* [REQUIREMENT]: Your answer should consist of the lines in the following data that contain "tight".

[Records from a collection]
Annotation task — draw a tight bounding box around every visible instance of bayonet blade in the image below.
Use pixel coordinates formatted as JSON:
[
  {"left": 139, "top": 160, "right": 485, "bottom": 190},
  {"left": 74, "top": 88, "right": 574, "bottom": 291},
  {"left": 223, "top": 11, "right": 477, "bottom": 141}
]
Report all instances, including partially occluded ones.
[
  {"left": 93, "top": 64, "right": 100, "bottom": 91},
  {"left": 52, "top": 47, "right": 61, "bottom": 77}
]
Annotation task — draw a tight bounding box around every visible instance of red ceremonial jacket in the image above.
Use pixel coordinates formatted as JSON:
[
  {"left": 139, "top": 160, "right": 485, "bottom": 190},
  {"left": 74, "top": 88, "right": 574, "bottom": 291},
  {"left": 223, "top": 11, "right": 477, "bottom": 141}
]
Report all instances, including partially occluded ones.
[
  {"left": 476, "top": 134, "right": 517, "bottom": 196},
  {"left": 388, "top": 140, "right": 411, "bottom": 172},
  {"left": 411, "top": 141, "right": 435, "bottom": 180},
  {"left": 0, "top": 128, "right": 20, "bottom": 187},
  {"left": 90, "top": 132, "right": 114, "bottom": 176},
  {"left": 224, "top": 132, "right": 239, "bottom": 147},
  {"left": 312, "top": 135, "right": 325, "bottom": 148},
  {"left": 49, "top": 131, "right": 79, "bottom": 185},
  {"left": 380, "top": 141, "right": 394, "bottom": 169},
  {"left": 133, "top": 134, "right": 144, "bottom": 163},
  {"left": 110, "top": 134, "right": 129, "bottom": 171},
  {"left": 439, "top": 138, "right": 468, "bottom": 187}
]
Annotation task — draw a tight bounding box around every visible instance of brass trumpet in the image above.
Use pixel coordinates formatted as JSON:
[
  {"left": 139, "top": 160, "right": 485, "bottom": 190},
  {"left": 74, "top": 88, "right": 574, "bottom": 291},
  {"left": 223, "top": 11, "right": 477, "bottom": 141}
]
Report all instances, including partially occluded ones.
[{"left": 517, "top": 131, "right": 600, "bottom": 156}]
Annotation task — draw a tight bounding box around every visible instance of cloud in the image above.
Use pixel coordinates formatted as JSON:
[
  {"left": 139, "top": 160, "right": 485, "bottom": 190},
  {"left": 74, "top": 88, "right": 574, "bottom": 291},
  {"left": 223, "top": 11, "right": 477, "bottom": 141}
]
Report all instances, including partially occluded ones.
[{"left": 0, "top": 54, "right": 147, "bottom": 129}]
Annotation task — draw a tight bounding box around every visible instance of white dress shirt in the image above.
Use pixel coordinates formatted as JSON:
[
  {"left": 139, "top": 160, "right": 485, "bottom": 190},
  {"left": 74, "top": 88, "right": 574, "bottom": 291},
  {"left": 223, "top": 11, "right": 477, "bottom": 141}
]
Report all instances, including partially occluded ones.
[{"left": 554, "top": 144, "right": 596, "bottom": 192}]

* [SOLUTION]:
Annotation task — draw a tight bounding box around every visible instance of bayonet blade in the image below.
Annotation task — draw a tight bounding box around every visible instance of red ceremonial jacket in the image above.
Annotation task — draw a tight bounding box around every visible instance of brass trumpet in the image above.
Annotation task — draw a tight bounding box around every visible instance of cloud in the image above.
Annotation task — draw a tight bounding box around every visible instance of white dress shirt in the image above.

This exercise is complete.